• _Tu objetivo_
Escribe la continuación del fragmento de más abajo sobre los detenidos en las estaciones de policía del valle de Aburrá, empezando justo después de su última oración.

***** Fragmento proporcionado

Según la Personería en las estaciones del valle de Aburrá no debería haber más de 500 personas; según la ley nadie debería pasar más de 36 horas en esas llamadas “salas de paso” —algunos detenidos suman hasta once meses—; según un fallo emitido por la Corte Suprema en 2019 los entes territoriales debían resolver ese “estado inconstitucional de cosas”; según el decreto nacional 804 de 2020, “por el cual se establecen medidas para la adecuación, ampliación o modificación de inmuebles destinados a centros transitorios de detención a cargo de los entes territoriales…”, las cosas deberían arreglarse pronto; pero la realidad es según la voz del marrano, y en las estaciones de policía viven las “personas excluidas de las ventajas de que gozan las demás, e incluso de su trato, por ser consideradas inferiores”, según la primera acepción de la palabra paria que entrega el diccionario.

**********
***** Entradas de datos

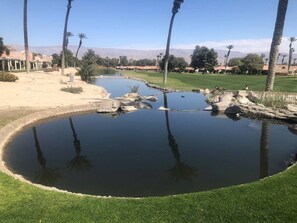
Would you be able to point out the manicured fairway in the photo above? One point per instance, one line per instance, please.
(186, 81)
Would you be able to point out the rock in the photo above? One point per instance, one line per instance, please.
(213, 98)
(206, 91)
(292, 107)
(293, 129)
(208, 108)
(106, 106)
(131, 95)
(235, 109)
(225, 102)
(242, 93)
(128, 108)
(142, 105)
(253, 97)
(243, 100)
(162, 108)
(151, 98)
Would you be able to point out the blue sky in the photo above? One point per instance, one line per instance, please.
(143, 24)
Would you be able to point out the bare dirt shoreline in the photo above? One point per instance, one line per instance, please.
(40, 90)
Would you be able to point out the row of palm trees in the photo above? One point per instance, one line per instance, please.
(66, 36)
(277, 36)
(276, 41)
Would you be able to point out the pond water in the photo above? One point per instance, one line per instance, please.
(150, 152)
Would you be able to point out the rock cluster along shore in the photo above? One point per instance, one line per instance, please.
(127, 103)
(247, 103)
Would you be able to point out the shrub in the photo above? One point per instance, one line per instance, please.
(73, 90)
(8, 77)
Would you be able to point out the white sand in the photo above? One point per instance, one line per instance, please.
(42, 90)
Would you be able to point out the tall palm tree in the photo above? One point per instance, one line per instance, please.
(79, 162)
(176, 6)
(26, 37)
(65, 36)
(283, 60)
(276, 41)
(278, 56)
(229, 47)
(46, 176)
(180, 171)
(81, 37)
(291, 50)
(68, 34)
(264, 141)
(3, 48)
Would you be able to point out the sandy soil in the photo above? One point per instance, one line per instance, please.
(38, 90)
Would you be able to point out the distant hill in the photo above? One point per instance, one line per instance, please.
(130, 53)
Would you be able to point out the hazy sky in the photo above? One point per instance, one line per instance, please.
(143, 24)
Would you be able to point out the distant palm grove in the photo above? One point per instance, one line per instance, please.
(203, 59)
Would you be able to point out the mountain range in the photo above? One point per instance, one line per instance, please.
(130, 53)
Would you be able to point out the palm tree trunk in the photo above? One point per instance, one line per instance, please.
(264, 149)
(26, 37)
(167, 49)
(64, 36)
(80, 42)
(276, 41)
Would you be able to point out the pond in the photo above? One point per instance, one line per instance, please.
(150, 152)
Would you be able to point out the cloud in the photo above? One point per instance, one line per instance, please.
(242, 45)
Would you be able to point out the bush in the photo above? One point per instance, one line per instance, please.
(8, 77)
(73, 90)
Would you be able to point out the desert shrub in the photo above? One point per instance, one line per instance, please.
(8, 77)
(73, 90)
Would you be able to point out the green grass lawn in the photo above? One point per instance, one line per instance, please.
(186, 81)
(273, 199)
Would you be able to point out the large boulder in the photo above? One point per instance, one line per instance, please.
(128, 108)
(292, 107)
(106, 106)
(234, 109)
(225, 102)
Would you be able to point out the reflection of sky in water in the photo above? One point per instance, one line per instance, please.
(152, 152)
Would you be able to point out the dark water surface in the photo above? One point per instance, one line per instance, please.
(150, 152)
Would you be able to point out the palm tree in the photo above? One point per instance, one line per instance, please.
(176, 6)
(283, 60)
(81, 37)
(278, 56)
(46, 176)
(230, 47)
(276, 41)
(291, 50)
(79, 162)
(264, 141)
(65, 36)
(180, 170)
(3, 48)
(68, 34)
(26, 38)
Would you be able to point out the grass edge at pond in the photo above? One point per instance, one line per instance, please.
(273, 199)
(189, 81)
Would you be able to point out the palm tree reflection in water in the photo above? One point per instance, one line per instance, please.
(180, 171)
(46, 176)
(79, 162)
(264, 149)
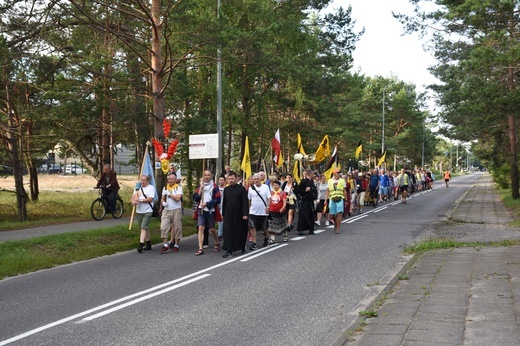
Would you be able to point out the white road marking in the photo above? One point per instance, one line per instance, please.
(359, 218)
(263, 253)
(297, 238)
(138, 300)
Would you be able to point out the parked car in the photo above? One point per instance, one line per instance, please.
(74, 169)
(50, 168)
(5, 170)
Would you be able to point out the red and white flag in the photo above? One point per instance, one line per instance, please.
(277, 149)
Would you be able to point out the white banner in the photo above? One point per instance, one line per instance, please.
(203, 146)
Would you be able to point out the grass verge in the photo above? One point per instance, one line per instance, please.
(24, 256)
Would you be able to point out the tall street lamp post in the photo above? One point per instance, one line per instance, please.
(383, 130)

**********

• _Tu respuesta_
Quienes permanecen en las estaciones simplemente no tienen el respaldo suficiente para solventarse un mejor abogado o un buen soborno. Los defensores de oficio que atienden a la mayoría de estos detenidos llevan hasta ochenta procesos y sus recursos de defensa no van mucho más allá de los testimonios de su “cliente”. Un caso sencillo. Hace más de tres meses fueron capturados once hombres y tres mujeres en un operativo por microtráfico en Manrique. A todos ellos se les impuso prisión preventiva como medida de aseguramiento. Los duros de la vuelta, al menos cuatro de ellos, ya están afuera dirigiendo la esquina con relativa prudencia, los demás, con culpas o sin ellas, están regados en las estaciones sin una primera audiencia programada. Los familiares tienen una oferta vigente: “Yo se lo ayudo a sacar, pero tiene que pasar al menos quince palos”. No hay manera, son “personas excluidas de las ventajas de que gozan los demás”. Quienes tienen algún mando y acusaciones por delitos graves simplemente se convierten en jefes del “roto” y cobran cincuenta mil semanales por dejar vivir a los huéspedes. La estación La Candelaria donde hay 390 detenidos puede dejar sesenta millones mensuales si pensamos que hay noventa afortunados que penan sin pagar. Los policías por su parte cobran lo suyo por dejar entrar algo de comida —lo que sirven allá es aguamasa casi siempre vinagre—, por permitir un vistazo a un detenido, dejar pasar las drogas para airear las catacumbas, mover SIM cards y teléfonos. El sufrimiento y la tortura tampoco pueden ser gratis. Y mucho menos para quienes no han sido condenados.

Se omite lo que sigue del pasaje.